* Reading passage:
---

Osman came late to writing, and is clearly making up for lost time. His second novel, The Ghost Theatre, is about performance and performed identity, set in the theatres of Elizabethan London. Having discarded his original idea to “write the story of the Sex Pistols in Elizabethan times” he caught a documentary about children who were abducted at the turn of the 17th century to work in popular children’s companies in which young people performed adult material and made immense profits for theatre owners.

However, The Ghost Theatre is not only that story, it’s a pacy adventure with elements of fantasy and a bird-worshipping religion thrown in, set in a time when the Elizabethans were busy “inventing modern entertainment”.

What does success mean as a writer? How can it be measured? AN Wilson, speaking with Stuart Kelly about his memoir, Confessions: A Life of Failed Promises, unflinchingly posed these question to himself.

---

* Data extract:
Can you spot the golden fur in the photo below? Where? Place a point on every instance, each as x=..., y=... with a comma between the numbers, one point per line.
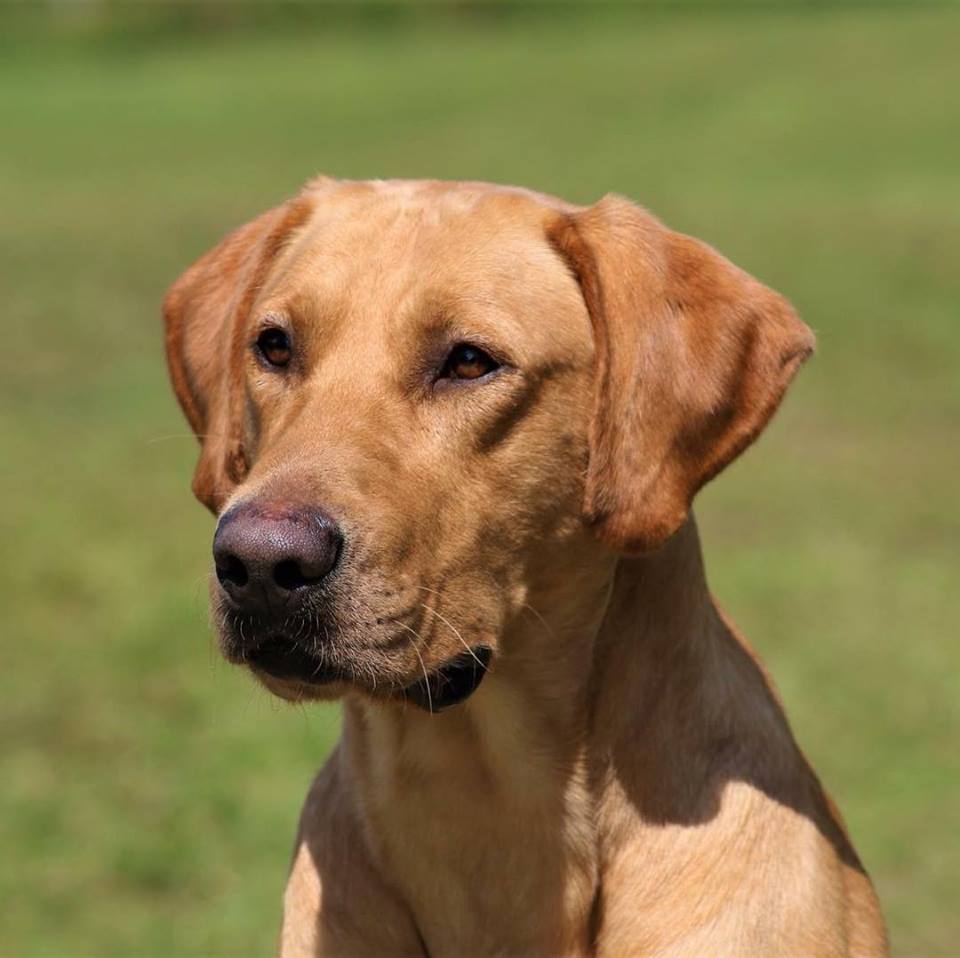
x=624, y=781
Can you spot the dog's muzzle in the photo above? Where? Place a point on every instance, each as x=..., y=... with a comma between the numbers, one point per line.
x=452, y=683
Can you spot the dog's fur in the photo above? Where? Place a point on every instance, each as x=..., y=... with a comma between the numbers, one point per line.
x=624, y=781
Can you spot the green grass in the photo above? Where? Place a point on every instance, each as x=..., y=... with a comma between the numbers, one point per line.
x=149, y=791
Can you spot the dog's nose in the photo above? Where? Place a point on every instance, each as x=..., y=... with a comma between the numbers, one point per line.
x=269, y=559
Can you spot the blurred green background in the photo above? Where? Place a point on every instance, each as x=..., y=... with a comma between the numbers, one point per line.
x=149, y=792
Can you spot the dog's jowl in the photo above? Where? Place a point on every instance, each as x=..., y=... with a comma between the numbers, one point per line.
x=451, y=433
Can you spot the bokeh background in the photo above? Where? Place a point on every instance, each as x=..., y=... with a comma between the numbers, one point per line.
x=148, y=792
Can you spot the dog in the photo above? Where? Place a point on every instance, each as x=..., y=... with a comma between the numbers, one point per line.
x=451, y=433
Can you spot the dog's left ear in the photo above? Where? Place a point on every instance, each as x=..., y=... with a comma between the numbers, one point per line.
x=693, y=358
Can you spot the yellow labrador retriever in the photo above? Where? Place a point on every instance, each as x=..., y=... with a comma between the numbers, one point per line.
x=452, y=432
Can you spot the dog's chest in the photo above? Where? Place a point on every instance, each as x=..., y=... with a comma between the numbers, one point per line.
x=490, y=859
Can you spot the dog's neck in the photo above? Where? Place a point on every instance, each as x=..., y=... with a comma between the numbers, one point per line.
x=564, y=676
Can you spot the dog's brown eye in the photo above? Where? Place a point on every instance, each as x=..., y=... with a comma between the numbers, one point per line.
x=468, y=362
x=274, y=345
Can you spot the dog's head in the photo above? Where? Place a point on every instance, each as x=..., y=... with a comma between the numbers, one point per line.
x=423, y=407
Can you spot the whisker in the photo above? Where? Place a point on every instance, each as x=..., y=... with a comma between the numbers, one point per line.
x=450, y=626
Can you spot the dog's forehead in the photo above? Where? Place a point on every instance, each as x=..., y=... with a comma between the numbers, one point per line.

---

* Challenge 1: In the reading passage, what is the title of Osman's second novel?
* Challenge 2: Rewrite the paragraph of the reading passage that begins "Osman came late to writing" as a short list of its main facts.

* Exercise response 1: The Ghost Theatre

* Exercise response 2:
- Osman started writing late and is making up for lost time.
- His second novel, The Ghost Theatre, deals with performance and performed identity and is set in the theatres of Elizabethan London.
- He dropped his original idea of writing the story of the Sex Pistols in Elizabethan times.
- He then saw a documentary about children abducted at the turn of the 17th century to work in popular children's companies.
- In those companies, young people performed adult material and made immense profits for theatre owners.